Only the lines from the one containing "Thank you for this photo. Would you kindly tag the bare" through the end of the data below should be copied, each exactly as written and with both ends kept.
:: DATA FOR THE TASK ::
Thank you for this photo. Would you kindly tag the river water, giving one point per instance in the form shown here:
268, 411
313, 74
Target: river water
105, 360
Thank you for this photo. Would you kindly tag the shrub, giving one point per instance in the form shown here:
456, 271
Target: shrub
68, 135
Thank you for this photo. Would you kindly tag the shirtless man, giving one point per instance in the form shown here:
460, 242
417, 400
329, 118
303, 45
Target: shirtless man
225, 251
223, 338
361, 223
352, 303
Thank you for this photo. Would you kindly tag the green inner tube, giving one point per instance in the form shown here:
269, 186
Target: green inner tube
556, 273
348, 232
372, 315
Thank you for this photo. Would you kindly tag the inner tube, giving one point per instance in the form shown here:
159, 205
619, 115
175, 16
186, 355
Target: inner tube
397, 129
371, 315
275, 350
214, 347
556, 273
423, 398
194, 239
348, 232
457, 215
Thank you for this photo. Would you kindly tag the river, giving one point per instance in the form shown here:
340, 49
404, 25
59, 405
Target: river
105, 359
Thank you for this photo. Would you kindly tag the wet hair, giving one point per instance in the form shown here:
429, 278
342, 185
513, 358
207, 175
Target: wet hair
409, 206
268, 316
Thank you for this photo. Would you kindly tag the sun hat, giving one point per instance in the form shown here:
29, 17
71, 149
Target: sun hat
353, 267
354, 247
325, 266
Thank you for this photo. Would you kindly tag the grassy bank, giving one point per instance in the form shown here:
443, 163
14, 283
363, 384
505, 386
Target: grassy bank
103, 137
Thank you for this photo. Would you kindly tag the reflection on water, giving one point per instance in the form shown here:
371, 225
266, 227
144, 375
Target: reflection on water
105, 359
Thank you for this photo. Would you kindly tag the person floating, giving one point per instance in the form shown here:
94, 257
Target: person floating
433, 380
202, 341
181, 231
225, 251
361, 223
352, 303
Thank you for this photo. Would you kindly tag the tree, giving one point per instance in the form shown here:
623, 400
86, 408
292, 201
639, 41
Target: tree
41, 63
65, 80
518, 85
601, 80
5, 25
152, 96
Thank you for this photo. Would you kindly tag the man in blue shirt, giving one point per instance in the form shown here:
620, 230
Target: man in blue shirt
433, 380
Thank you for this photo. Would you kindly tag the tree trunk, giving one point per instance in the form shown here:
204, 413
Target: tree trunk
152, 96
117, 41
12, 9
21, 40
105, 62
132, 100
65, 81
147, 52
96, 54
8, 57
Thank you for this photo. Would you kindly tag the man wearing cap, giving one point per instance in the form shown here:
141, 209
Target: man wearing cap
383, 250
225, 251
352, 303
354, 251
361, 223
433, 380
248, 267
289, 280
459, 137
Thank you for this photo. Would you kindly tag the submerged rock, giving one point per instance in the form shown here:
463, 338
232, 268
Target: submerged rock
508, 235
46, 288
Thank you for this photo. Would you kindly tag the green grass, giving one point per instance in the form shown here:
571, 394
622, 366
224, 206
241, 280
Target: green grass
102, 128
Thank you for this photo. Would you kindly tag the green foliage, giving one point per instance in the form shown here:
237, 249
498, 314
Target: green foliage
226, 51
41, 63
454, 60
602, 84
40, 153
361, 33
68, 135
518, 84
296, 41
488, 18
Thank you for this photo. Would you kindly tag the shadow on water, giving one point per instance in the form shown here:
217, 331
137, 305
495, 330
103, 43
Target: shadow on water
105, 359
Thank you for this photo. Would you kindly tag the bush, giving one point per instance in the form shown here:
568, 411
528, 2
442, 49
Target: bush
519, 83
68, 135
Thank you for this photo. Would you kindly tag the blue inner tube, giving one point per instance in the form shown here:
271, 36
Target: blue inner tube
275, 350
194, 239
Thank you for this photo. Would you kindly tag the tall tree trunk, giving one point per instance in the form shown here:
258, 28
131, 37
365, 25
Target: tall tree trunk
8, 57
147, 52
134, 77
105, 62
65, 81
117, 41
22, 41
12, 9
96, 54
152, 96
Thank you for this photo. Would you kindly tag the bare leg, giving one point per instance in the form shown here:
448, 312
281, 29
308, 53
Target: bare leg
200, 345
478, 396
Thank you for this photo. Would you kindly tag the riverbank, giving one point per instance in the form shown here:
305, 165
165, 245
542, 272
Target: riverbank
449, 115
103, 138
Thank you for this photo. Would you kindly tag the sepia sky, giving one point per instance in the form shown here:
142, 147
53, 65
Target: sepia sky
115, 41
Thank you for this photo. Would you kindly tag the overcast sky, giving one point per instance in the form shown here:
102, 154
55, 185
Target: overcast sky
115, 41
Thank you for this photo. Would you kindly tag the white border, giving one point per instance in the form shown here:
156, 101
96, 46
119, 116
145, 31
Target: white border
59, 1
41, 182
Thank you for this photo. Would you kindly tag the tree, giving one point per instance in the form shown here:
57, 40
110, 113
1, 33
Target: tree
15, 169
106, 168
:::
**IN RESPONSE**
Thank you for this photo. Would you kindly tag the bare leg, giving one point per instance in the form shown here:
448, 312
281, 29
308, 53
Target: bare leg
200, 345
478, 396
Thank you for this photo. Would you kindly tag the riverbank, giving one point per instance in the form shown here:
305, 165
165, 245
542, 272
Target: riverbank
449, 115
103, 138
Thank you for this photo. Would you kindly tag the sepia sky, giving one point per instance in the form shown here:
142, 147
53, 65
Target: sepia sky
115, 41
Thank you for this photo. Would you kindly tag the overcast sky, giving one point per instance in the form shown here:
102, 154
55, 185
Target: overcast sky
115, 41
Thank you for this photo. Would you kindly tag the white border, giving one point per instance in the form shown here:
156, 101
96, 46
119, 116
145, 31
Target: white border
59, 1
41, 182
Thank you for this photo. Would you kindly tag the tree, giving one point per instance in the form shown here:
57, 40
110, 113
1, 33
Target: tree
15, 169
106, 168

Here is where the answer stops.